Count the lines in the records below that contain the string "potted", treating case as significant, and give only the number.

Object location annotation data

* * *

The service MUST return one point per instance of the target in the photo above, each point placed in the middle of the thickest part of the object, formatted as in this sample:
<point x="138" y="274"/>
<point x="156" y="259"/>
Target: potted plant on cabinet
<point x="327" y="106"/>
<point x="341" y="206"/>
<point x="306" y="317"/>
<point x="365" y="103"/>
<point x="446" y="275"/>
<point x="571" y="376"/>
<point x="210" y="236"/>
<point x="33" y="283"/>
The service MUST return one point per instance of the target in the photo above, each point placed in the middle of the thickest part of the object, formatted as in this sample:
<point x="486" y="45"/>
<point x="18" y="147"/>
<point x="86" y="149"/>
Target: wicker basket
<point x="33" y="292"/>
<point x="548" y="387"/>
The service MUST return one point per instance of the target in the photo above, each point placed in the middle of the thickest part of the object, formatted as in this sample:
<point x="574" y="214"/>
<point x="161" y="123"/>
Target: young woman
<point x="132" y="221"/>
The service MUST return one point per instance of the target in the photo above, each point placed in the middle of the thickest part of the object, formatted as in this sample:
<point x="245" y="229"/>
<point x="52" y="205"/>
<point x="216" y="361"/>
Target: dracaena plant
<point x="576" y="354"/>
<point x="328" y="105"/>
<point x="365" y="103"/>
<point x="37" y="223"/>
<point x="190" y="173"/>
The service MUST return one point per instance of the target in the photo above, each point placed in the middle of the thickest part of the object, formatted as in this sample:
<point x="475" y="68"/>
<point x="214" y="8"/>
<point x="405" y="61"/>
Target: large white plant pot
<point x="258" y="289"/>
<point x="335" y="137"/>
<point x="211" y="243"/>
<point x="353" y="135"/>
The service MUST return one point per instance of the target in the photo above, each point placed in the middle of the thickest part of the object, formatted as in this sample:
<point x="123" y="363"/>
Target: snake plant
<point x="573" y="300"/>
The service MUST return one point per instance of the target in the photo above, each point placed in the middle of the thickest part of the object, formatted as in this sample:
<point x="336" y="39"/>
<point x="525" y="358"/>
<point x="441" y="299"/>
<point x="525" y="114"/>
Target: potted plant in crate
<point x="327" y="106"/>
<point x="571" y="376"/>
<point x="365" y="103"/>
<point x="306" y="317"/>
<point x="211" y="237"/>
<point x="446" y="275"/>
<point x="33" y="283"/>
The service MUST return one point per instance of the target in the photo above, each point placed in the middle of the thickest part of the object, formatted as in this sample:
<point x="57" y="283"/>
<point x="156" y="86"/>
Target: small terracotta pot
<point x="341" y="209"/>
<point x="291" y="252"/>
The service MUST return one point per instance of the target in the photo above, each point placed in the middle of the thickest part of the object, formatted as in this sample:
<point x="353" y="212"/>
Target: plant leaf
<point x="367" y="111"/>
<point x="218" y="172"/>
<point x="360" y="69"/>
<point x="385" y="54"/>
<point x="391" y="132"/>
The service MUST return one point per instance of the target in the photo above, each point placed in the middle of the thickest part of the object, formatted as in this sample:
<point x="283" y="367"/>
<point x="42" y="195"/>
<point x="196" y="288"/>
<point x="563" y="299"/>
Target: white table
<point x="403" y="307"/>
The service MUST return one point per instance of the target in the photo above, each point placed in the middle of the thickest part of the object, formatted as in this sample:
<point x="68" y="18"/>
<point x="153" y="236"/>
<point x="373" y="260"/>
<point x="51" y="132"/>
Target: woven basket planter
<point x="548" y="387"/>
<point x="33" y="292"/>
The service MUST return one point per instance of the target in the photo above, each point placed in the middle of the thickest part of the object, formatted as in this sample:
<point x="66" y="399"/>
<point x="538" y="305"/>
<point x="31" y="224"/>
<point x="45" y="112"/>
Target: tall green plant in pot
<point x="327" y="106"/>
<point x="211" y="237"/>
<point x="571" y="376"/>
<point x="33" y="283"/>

* * *

▶ Correct result:
2